__Work instructions__. Although the listing contains pictures, reproduce only its text, exactly as written.

Task material Start Marker

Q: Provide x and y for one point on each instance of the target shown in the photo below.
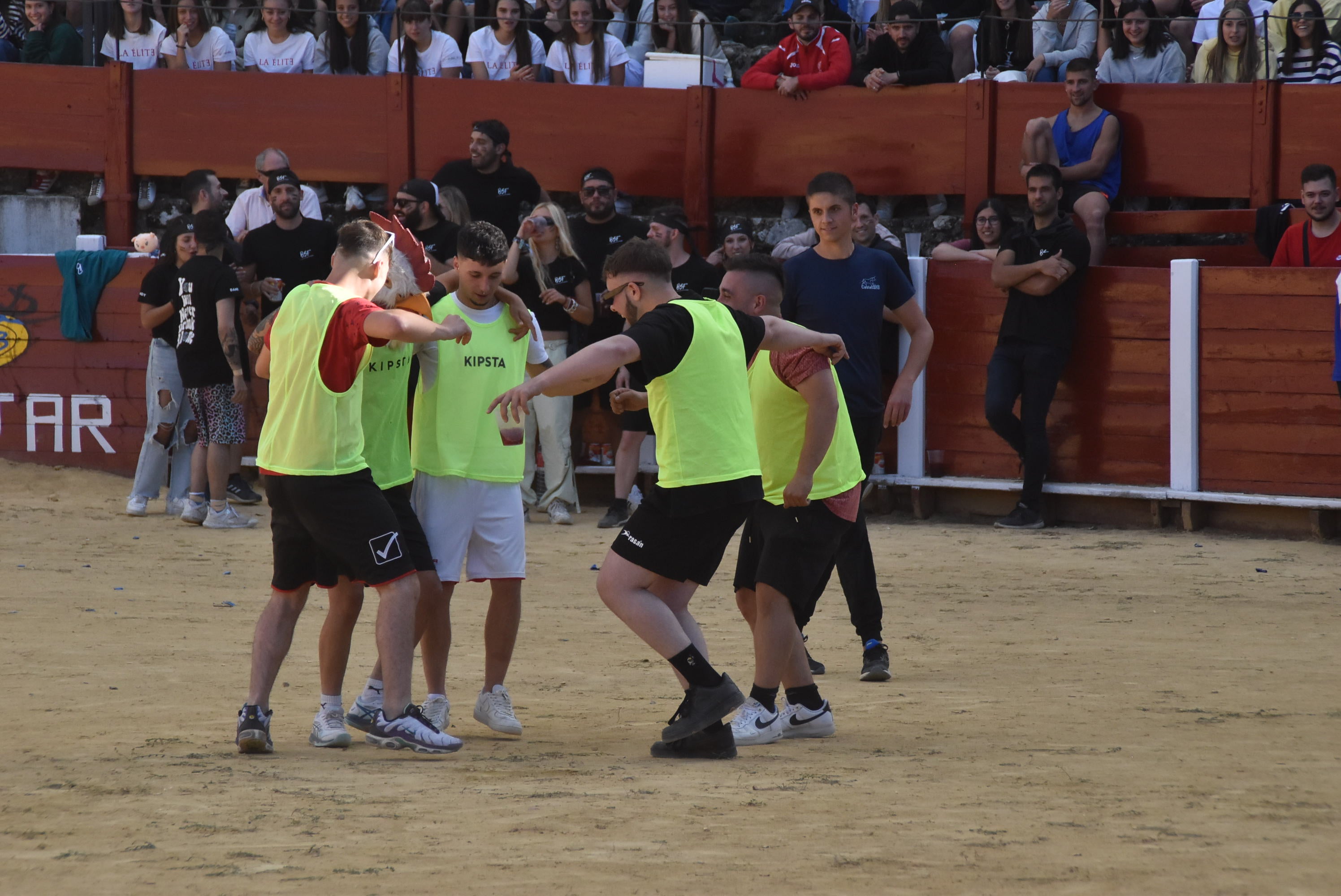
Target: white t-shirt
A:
(141, 52)
(1210, 18)
(558, 60)
(499, 61)
(215, 46)
(294, 56)
(441, 54)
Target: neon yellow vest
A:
(309, 431)
(387, 434)
(701, 411)
(779, 415)
(454, 436)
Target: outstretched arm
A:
(585, 370)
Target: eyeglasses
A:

Task material End Marker

__Output for this exercise__.
Q: Provide x and y for one point on each instance of the target shown in the photo below.
Target: white t-shirt
A:
(141, 52)
(1210, 18)
(558, 60)
(499, 61)
(215, 46)
(294, 56)
(441, 54)
Target: neon yellow vest
A:
(309, 431)
(387, 434)
(701, 411)
(779, 415)
(454, 436)
Target: outstretched arm
A:
(585, 370)
Target: eyeglasses
A:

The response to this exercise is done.